:: Data for the task ::

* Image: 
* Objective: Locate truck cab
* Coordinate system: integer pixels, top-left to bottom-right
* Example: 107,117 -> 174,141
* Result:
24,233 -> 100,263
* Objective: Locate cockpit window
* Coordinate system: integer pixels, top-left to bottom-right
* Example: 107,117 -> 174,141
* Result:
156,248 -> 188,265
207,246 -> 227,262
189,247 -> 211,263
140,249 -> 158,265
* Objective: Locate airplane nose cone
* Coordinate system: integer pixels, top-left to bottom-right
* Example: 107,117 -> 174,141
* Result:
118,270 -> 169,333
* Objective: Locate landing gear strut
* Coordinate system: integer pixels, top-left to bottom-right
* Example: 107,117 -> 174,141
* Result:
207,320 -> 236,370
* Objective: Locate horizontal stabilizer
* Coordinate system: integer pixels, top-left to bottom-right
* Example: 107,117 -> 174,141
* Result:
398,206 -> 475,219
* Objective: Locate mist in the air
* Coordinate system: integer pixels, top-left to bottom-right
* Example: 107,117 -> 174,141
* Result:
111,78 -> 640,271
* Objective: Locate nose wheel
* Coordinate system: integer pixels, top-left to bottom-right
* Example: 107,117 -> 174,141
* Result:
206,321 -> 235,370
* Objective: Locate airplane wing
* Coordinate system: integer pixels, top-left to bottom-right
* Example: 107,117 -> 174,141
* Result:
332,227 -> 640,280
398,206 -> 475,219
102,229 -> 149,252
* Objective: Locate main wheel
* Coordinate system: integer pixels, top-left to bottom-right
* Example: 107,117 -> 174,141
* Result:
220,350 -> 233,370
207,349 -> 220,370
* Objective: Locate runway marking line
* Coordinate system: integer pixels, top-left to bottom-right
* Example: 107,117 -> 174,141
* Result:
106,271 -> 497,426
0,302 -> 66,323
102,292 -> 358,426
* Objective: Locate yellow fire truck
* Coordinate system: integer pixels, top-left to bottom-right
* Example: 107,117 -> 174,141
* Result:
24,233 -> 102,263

:::

Give every line of the listing above as a numbered list, leaving out any blank lines.

§ **Problem solution**:
1. * Image: 
2. * Objective: Locate truck cab
3. * Coordinate system: integer pixels, top-left to bottom-right
4. * Example: 107,117 -> 174,141
5. * Result:
6. 24,233 -> 100,263
7. * Objective: Locate cockpit window
8. * Coordinate system: integer pixels, top-left to bottom-right
9. * Example: 107,117 -> 174,141
10. * Result:
11. 156,248 -> 188,265
12. 207,246 -> 227,262
13. 189,247 -> 211,263
14. 140,249 -> 158,265
15. * Objective: Locate airplane nose cone
16. * Coordinate system: integer pixels, top-left to bottom-right
17. * Example: 107,117 -> 174,141
18. * Result:
19. 118,270 -> 169,333
20. * Objective: Locate landing gear strut
21. * Coordinate system: integer pixels, top-left to bottom-right
22. * Example: 107,117 -> 174,141
23. * Result:
24. 207,320 -> 236,370
25. * Objective: Locate horizontal stabilizer
26. * Coordinate system: integer pixels, top-left to bottom-right
27. * Example: 107,117 -> 174,141
28. * Result:
29. 398,206 -> 475,219
30. * Objective: Locate mist in the air
31. * Coordinate system: integer pixels, top-left to bottom-right
32. * Example: 107,117 -> 174,141
33. * Result:
34. 111,78 -> 640,271
35. * Objective: Locate nose wheel
36. * Coordinate system: integer pixels, top-left to bottom-right
37. * Example: 107,117 -> 174,141
38. * Result:
39. 206,321 -> 235,370
40. * Objective: Locate airplane wing
41. * Coordinate system: integer pixels, top-left to bottom-right
42. * Example: 107,117 -> 174,141
43. * Result:
44. 332,227 -> 640,280
45. 398,206 -> 475,219
46. 102,229 -> 149,252
47. * Objective: Locate main wheel
48. * Coordinate system: integer pixels, top-left to bottom-right
49. * Example: 107,117 -> 174,141
50. * Result:
51. 220,350 -> 233,370
52. 207,349 -> 220,370
53. * Objective: Locate runway marking line
54. * Coordinate system: integer pixels, top-left to bottom-right
55. * Example: 107,117 -> 174,141
56. * Result:
57. 106,271 -> 497,426
58. 0,302 -> 66,323
59. 102,292 -> 358,426
60. * Objective: Locate yellow fire truck
61. * Coordinate system: integer pixels, top-left to bottom-right
62. * Example: 107,117 -> 174,141
63. * Result:
64. 24,233 -> 102,263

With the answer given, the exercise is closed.